Set tasks
[a] Using the calibration curve post, answer each question briefly:
(i) What class imbalance did the author add to the example?
(ii) What value does "Mean predicted value" never exceed on the blue curve?
(iii) Which combination of N and prevalence had better calibration than N=10000 with prevalence=0.01?
[b] Copy out, word for word, the records that follow the calibration curve post, leaving the pictures out.

*Bounty: 50*

*Bounty: 50*

There’s a `sklearn`

calibration curve example which shows curves for different classifiers. I changed it to reproduce an issue I am having on a true dataset by adding class imbalance (.95,.05). I get the following curve.

I see that for the blue curve “Mean predicted value” never goes above 0.8. There is an argument to “Normalize:”

`Whether y_prob needs to be normalized into the bin [0, 1], i.e. is not a proper probability. If True, the smallest value in y_prob is mapped onto 0 and the largest one onto 1.`

When I normalize:

This pulls the blue curve to the right, but I am confused because logistic regression *does* output proper probabilities. Has it simply not seen enough positive cases because of the class imbalance to confidently give good probability estimates (there are 4,500, which is not small!)? If I were to report this, should I leave it as the truncated plot to show that there is an upper limit to the predicted probabilities? In general, I have found that when I calibrate the classifiers with independent data, it sometimes changes closeness to the curve, but it does not always pull the curve over.

Update:

Austin and Steyerberg (2013) 10.1002/sim.5941 Figure 2 plots are not normalized (note the left hand side of plots for low outcome prevalence):

So the “truncated” curves should be kept and indicate poor calibration?

Also it’s interesting that N=500 and prevalence=0.1 (50 cases and 450 controls) has better calibration than N=10000 and prevalence=0.01 (100 cases), suggesting that it’s not the the raw number of cases, but the actual relative number (the prevalence), that leads to poor calibration…

Records provided
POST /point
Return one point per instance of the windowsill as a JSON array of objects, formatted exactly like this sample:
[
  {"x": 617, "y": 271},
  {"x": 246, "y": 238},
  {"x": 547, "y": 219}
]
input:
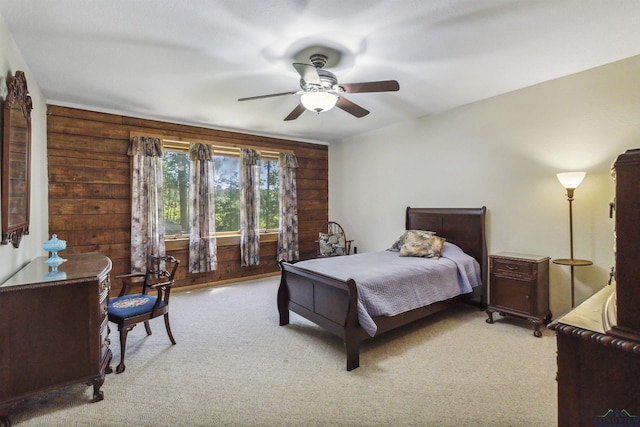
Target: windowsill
[{"x": 183, "y": 242}]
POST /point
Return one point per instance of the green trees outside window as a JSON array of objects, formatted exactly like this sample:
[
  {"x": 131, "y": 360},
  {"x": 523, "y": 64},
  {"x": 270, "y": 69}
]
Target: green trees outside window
[{"x": 227, "y": 193}]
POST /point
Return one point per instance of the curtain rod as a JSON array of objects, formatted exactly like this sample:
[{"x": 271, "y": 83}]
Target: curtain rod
[{"x": 215, "y": 144}]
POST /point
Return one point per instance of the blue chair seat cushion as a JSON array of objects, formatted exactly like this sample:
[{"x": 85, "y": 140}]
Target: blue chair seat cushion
[{"x": 132, "y": 305}]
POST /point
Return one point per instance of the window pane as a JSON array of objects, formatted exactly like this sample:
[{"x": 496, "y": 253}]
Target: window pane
[
  {"x": 269, "y": 194},
  {"x": 175, "y": 171},
  {"x": 227, "y": 192}
]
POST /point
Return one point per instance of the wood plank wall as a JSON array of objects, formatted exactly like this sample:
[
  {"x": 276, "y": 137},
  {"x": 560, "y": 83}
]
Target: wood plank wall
[{"x": 90, "y": 190}]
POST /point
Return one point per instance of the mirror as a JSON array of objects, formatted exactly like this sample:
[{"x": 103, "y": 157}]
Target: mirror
[{"x": 16, "y": 160}]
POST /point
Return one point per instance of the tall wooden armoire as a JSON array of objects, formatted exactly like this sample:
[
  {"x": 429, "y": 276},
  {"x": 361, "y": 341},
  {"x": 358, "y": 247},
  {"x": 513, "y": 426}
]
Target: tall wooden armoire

Responses to the exercise
[a]
(i) (.95,.05)
(ii) 0.8
(iii) N=500 with prevalence=0.1 (50 cases and 450 controls)

[b]
POST /point
Return one point per instance of the windowsill as a JSON array of objects, formatted exactly like this sample:
[
  {"x": 617, "y": 271},
  {"x": 246, "y": 238},
  {"x": 547, "y": 219}
]
input:
Target: windowsill
[{"x": 183, "y": 242}]
POST /point
Return one point per instance of the green trees outside window as a JSON array of objects, formatted exactly like this sample:
[
  {"x": 131, "y": 360},
  {"x": 523, "y": 64},
  {"x": 270, "y": 69}
]
Target: green trees outside window
[{"x": 227, "y": 193}]
POST /point
Return one point per instance of the curtain rod as a JSON array of objects, formatted exactly like this sample:
[{"x": 271, "y": 83}]
Target: curtain rod
[{"x": 215, "y": 144}]
POST /point
Return one point per instance of the blue chair seat cushion as a JSON array of objects, formatted exactly like this sample:
[{"x": 85, "y": 140}]
Target: blue chair seat cushion
[{"x": 132, "y": 305}]
POST /point
Return one point per instance of the window pane as a JSON array of objects, formatted exactly like this sample:
[{"x": 496, "y": 253}]
Target: window pane
[
  {"x": 269, "y": 194},
  {"x": 175, "y": 171},
  {"x": 227, "y": 192}
]
POST /point
Return one point per instance of the wood plank wall as a JSON array of objects, formatted exactly like this sample:
[
  {"x": 276, "y": 137},
  {"x": 560, "y": 83}
]
Target: wood plank wall
[{"x": 90, "y": 190}]
POST /point
Return one point per instance of the mirror as a JSON array of objects, formatted exactly like this sample:
[{"x": 103, "y": 157}]
Target: mirror
[{"x": 16, "y": 160}]
POST /point
Return one point per instance of the tall wooden armoire as a JSON array of objects, formatted exactly like this sample:
[
  {"x": 429, "y": 276},
  {"x": 361, "y": 341},
  {"x": 358, "y": 247},
  {"x": 513, "y": 426}
]
Target: tall wooden armoire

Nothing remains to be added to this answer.